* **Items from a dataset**
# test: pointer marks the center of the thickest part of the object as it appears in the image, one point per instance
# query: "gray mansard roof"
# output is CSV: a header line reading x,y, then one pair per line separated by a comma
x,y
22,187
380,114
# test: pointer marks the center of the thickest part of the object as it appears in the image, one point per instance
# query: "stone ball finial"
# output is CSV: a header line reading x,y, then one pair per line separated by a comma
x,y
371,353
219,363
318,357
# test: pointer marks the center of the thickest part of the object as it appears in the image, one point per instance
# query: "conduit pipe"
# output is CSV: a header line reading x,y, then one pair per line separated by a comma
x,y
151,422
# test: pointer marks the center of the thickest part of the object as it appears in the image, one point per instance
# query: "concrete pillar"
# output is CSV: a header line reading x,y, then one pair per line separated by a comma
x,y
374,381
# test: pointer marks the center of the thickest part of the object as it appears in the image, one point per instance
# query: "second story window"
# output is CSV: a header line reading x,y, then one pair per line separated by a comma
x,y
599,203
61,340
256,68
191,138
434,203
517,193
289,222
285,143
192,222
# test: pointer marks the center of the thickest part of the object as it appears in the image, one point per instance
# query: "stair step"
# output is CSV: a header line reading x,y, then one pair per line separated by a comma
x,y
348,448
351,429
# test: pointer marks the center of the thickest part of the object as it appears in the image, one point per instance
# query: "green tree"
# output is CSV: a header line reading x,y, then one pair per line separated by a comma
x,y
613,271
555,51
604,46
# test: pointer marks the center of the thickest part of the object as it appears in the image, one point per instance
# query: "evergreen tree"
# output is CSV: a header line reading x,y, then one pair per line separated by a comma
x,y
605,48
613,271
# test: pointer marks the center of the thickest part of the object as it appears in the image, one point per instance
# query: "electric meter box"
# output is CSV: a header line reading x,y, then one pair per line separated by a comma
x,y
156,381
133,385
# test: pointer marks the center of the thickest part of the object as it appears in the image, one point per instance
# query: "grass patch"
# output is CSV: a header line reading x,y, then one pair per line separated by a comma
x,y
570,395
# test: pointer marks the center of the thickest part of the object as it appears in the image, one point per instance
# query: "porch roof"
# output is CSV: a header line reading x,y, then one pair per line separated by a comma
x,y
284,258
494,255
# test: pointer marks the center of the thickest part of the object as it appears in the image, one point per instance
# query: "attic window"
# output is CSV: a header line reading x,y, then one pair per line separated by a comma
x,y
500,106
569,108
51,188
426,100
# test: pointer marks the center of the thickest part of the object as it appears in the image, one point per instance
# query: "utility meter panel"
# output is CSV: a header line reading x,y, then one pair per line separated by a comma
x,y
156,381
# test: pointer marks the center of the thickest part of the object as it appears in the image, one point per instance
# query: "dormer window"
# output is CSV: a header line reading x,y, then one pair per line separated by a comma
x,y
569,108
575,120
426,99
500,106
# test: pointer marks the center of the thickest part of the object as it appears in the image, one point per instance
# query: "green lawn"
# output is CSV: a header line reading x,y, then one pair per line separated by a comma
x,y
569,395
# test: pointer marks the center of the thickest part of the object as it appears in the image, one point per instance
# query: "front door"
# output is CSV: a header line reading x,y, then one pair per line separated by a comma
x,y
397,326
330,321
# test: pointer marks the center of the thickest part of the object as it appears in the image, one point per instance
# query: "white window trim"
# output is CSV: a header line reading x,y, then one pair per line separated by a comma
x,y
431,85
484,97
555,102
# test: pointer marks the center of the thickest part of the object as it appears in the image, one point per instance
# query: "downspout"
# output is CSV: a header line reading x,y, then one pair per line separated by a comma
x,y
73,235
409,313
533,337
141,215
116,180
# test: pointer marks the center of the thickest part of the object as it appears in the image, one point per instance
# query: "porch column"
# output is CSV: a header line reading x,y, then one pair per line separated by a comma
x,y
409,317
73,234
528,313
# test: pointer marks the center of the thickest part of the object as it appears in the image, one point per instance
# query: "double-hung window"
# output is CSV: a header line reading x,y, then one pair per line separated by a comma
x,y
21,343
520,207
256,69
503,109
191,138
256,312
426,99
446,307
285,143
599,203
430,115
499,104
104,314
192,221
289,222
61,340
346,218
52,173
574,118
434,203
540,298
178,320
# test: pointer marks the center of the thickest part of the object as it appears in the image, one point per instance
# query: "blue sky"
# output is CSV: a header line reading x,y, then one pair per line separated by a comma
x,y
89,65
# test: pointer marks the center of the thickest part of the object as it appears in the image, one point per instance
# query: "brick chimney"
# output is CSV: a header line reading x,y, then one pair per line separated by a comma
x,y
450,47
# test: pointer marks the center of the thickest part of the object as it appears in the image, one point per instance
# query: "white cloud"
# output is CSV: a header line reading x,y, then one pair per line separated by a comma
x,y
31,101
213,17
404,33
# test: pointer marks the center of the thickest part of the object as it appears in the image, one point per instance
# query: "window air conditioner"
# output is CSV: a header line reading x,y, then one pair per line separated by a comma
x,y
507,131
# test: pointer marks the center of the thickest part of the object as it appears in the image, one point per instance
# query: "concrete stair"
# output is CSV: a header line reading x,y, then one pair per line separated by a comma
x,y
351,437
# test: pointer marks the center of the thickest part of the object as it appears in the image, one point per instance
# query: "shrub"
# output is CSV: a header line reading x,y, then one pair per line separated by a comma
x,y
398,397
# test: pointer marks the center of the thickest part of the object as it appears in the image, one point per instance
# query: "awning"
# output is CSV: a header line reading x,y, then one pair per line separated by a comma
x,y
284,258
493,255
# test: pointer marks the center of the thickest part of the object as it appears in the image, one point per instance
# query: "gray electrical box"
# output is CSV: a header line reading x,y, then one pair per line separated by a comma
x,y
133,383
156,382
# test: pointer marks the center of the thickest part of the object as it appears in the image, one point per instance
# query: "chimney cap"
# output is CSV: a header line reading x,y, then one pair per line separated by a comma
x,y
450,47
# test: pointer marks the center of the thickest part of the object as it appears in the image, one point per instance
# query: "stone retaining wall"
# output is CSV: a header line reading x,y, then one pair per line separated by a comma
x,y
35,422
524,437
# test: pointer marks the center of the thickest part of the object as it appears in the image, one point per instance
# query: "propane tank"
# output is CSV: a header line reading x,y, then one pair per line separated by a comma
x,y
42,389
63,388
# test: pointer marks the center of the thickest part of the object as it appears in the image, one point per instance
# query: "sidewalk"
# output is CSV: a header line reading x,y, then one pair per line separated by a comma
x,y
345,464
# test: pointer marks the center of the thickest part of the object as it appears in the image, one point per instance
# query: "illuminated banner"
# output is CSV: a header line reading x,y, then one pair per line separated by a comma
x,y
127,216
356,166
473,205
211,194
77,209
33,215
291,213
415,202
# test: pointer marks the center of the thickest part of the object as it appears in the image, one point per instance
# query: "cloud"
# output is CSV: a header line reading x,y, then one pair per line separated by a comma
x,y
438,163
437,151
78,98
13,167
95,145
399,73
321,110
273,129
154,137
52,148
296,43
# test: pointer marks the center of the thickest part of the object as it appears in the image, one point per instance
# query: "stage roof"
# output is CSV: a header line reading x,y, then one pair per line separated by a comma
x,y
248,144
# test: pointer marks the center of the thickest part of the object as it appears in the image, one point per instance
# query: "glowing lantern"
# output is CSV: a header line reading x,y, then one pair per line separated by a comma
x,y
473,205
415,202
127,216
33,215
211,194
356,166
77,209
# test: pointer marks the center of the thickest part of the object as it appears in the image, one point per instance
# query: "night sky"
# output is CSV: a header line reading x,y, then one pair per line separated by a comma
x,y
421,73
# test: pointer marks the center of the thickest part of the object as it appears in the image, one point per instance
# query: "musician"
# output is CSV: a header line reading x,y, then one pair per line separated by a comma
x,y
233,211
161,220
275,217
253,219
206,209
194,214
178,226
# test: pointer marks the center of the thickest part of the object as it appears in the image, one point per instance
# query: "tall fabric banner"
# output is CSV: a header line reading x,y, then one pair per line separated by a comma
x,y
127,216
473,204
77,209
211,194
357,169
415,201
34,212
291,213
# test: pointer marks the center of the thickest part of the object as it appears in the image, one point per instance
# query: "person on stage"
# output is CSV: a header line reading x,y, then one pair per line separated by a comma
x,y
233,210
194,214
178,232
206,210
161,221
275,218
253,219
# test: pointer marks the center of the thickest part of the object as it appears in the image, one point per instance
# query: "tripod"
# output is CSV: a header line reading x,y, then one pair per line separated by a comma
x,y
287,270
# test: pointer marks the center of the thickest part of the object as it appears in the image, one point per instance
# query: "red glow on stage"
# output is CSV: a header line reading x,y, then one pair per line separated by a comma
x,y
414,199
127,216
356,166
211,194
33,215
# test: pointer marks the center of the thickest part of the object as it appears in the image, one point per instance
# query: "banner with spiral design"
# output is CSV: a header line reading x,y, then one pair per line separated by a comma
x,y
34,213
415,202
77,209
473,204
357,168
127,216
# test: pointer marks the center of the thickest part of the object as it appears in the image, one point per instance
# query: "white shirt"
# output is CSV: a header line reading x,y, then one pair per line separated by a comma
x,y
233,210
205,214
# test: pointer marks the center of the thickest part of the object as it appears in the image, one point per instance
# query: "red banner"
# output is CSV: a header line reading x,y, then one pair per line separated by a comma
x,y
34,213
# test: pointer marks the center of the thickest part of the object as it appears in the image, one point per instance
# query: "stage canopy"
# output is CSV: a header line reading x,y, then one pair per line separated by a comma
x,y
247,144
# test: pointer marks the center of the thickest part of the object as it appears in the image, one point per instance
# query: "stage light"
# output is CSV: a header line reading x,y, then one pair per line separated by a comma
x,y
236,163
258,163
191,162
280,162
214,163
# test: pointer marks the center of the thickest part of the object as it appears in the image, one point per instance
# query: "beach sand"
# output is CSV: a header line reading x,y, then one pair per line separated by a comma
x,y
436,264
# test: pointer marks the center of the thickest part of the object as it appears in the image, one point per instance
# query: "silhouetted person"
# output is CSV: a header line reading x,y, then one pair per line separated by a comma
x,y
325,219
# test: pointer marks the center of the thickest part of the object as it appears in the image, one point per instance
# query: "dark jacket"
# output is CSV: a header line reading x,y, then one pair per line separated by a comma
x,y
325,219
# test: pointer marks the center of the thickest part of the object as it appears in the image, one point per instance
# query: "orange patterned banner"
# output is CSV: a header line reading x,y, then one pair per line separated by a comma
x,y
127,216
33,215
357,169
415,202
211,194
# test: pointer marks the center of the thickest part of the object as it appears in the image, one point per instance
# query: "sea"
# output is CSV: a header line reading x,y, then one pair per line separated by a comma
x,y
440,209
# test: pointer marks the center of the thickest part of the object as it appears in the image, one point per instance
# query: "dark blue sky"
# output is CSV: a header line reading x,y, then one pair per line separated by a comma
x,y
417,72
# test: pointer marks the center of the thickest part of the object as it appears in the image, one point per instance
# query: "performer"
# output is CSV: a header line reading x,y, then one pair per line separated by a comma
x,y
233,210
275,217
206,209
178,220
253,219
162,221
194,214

* **Task objective**
Please pull out every line of the records above that contains the word "tree" and copy each one in full.

* **Reply to the task**
# query: "green tree"
# query: "evergreen tree"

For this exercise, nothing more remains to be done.